| Material shown |

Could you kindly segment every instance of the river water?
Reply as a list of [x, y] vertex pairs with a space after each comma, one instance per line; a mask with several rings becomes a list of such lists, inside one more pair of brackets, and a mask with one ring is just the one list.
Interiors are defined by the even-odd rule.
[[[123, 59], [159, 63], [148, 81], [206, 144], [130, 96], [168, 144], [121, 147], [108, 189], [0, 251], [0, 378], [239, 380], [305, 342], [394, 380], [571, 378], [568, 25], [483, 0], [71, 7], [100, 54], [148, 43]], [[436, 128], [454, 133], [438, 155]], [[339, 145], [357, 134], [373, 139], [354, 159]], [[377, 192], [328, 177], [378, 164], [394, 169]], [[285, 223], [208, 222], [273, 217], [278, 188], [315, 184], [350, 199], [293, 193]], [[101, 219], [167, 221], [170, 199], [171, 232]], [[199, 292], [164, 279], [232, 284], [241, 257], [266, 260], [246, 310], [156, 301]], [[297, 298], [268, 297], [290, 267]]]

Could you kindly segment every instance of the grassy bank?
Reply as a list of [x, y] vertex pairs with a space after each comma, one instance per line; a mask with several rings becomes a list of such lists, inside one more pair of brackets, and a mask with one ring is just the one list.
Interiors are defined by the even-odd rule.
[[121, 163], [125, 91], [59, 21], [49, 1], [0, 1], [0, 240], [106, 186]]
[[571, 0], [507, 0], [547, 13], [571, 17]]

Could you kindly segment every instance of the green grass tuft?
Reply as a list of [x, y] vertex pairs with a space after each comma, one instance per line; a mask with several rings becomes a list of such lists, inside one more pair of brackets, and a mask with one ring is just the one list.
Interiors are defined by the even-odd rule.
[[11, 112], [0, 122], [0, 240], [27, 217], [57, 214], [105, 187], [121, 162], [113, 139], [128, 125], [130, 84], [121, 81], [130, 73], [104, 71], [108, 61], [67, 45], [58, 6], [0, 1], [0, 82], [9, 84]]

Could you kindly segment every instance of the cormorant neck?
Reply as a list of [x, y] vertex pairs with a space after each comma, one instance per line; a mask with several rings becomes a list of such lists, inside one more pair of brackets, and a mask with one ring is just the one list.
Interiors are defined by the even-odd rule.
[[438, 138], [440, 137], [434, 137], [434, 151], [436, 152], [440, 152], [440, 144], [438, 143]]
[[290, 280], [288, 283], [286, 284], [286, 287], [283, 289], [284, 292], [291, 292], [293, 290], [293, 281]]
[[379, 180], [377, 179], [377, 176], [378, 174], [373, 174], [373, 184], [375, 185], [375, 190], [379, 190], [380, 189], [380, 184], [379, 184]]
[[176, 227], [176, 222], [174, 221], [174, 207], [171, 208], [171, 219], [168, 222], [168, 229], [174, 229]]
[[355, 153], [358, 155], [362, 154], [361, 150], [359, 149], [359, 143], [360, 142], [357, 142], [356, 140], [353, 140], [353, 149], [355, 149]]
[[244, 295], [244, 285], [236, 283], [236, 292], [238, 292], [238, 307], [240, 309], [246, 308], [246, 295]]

| Exercise prompt |
Update the listing above by replacing each occurrence of "even-odd rule" with "odd-even rule", leaving all other text unchanged.

| Finished task |
Could you kindly segment every instance of the river water?
Reply as a list of [x, y] vertex pairs with a space after each comma, one instance per line; a mask with several rings becomes a list of such lists, inside one more pair of brackets, and a mask with one ring is just the one list.
Interiors are defined by the odd-even rule.
[[[123, 59], [159, 63], [148, 81], [206, 144], [130, 96], [168, 144], [121, 147], [108, 189], [0, 251], [0, 378], [239, 380], [305, 342], [394, 380], [571, 378], [568, 25], [483, 0], [71, 7], [100, 54], [148, 43]], [[436, 128], [454, 133], [438, 155]], [[339, 145], [357, 134], [373, 139], [354, 159]], [[377, 192], [328, 177], [378, 164], [394, 169]], [[285, 223], [208, 222], [273, 217], [278, 188], [315, 184], [350, 199], [293, 193]], [[101, 219], [167, 221], [170, 199], [171, 232]], [[199, 292], [164, 279], [232, 284], [241, 257], [266, 260], [246, 310], [156, 301]], [[297, 298], [268, 297], [290, 267]]]

Could you kindly segment every instance of the grassy bank?
Reply as a list of [x, y] vertex pairs with a space after each comma, one instance per line; a mask with several rings becomes a list of such lists, inside one more pair of brackets, and a mask with one ring is just the one list.
Interiors are defined by the odd-even rule.
[[121, 163], [125, 91], [59, 21], [49, 1], [0, 1], [0, 240], [106, 186]]
[[571, 0], [507, 0], [547, 13], [571, 17]]

Could you kindly segment every instance of the green grass tuft?
Reply as a list of [x, y] vertex pairs with a space after each comma, one instance per line; a mask with several rings becomes a list of such lists, inside one more pair of brackets, and a mask with one ring is just the one list.
Interiors are defined by the odd-even rule.
[[11, 112], [0, 122], [0, 240], [27, 217], [57, 214], [105, 187], [121, 162], [113, 139], [128, 125], [130, 84], [121, 81], [130, 73], [104, 71], [108, 61], [67, 45], [58, 6], [0, 1], [0, 82], [9, 84]]

Could you kindly segment every instance of the cormorant neck?
Reply as a list of [x, y] vertex pairs with a space after each comma, one instance per line; a mask with several rings becomes a list of such lists, inside one more pair of brackets, and a mask with one ring is just the one list.
Interiors are defined by the odd-even rule.
[[438, 138], [440, 137], [434, 137], [434, 151], [436, 152], [440, 152], [440, 144], [438, 143]]
[[290, 280], [288, 283], [286, 284], [286, 287], [283, 289], [284, 292], [291, 292], [293, 290], [293, 281]]
[[379, 180], [377, 179], [377, 176], [378, 174], [373, 174], [373, 184], [375, 185], [375, 190], [379, 190], [380, 189], [380, 184], [379, 184]]
[[176, 227], [176, 222], [174, 221], [174, 207], [171, 208], [171, 219], [168, 222], [168, 229], [174, 229]]
[[355, 153], [358, 155], [362, 154], [361, 150], [359, 149], [359, 143], [360, 142], [357, 142], [356, 140], [353, 140], [353, 149], [355, 149]]
[[244, 295], [244, 285], [236, 283], [236, 292], [238, 292], [238, 307], [240, 309], [246, 308], [246, 295]]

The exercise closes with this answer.